PROBLEMS –
1) According to the bylaws excerpt, on what day is the annual meeting of shareholders held?
2) List every party that the bylaws excerpt names as able to call a special meeting, set a different time for the annual meeting, or require that a special meeting be called.
3) Write the next section of the bylaws excerpt, continuing after its final sentence.

DOCUMENT SECTION –
Section 1.     Annual Meetings of Shareholders

     The annual meeting of the Shareholders for the election of
the Board of Directors and the transaction of such further
business as may come before the meeting shall be held at the
Company's offices on the fourth Thursday of April each year (or
in the event such day is a legal holiday, on the day next
following which is not a legal holiday), unless by resolution of
the Board of Directors in any year a different time is
designated.  Meetings of the shareholders may be held either
within or without the State of Florida.

Section 2.     Special Meetings of Shareholders

     Special meetings of the shareholders may be called by the
President or the Board of Directors whenever he or they deem it
proper and shall be called by the President or by the Board of
Directors upon the written request of shareholders holding a
majority of common stock outstanding.  Such meetings may be held
either within or without the State.

Dataset items
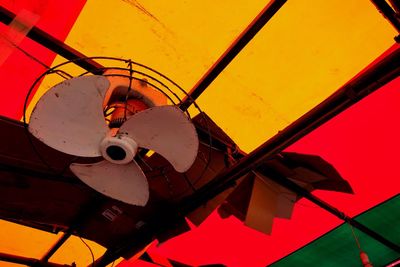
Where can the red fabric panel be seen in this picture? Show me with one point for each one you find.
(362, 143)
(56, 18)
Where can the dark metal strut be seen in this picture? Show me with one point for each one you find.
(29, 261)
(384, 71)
---
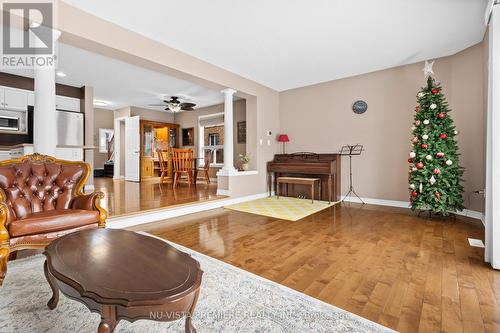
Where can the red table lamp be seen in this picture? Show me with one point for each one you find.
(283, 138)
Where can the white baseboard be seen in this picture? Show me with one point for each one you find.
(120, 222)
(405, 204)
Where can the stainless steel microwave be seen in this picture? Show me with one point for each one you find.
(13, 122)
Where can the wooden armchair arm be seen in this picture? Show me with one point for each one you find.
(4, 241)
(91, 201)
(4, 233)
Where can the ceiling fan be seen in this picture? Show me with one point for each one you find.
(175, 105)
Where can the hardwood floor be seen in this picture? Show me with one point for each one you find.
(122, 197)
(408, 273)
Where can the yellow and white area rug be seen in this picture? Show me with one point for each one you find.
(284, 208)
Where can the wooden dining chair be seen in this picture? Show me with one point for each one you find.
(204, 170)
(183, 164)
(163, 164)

RESULTS IN ORDER –
1) On the fourth Thursday of April each year, or the next day that is not a legal holiday if that Thursday is one, unless the Board of Directors designates a different time by resolution.

2) The President, the Board of Directors, and shareholders holding a majority of common stock outstanding.

3)
Section 3.     Notice of Meetings of Shareholders

     A notice of each meeting of shareholders, signed by the
Secretary, shall be mailed to each shareholder having the right
and entitled to vote at such meeting, at his address as it
appears on the records of the Corporation, not less than 10 nor
more than 60 days before the date set for the meeting.  If any
such shareholder's address is unknown, notice shall be given by
advertising once, in some newspaper published in Tampa, Florida
within the time above specified for served or mailed notice.  If
any shareholder shall transfer any of his stock after notice, it
shall not be necessary to notify the transferee.  Any
shareholder, however, may waive notice of any meeting, either
before, at or after such meeting.

Section 4.     Qualification of Voters

     The directors may fix a date not more than 70 days prior to
the date set for such meeting as the record date of which the
shareholders of record who have the right to and are entitled to
notice of and to vote at such meeting and any adjournment thereof
shall be determined.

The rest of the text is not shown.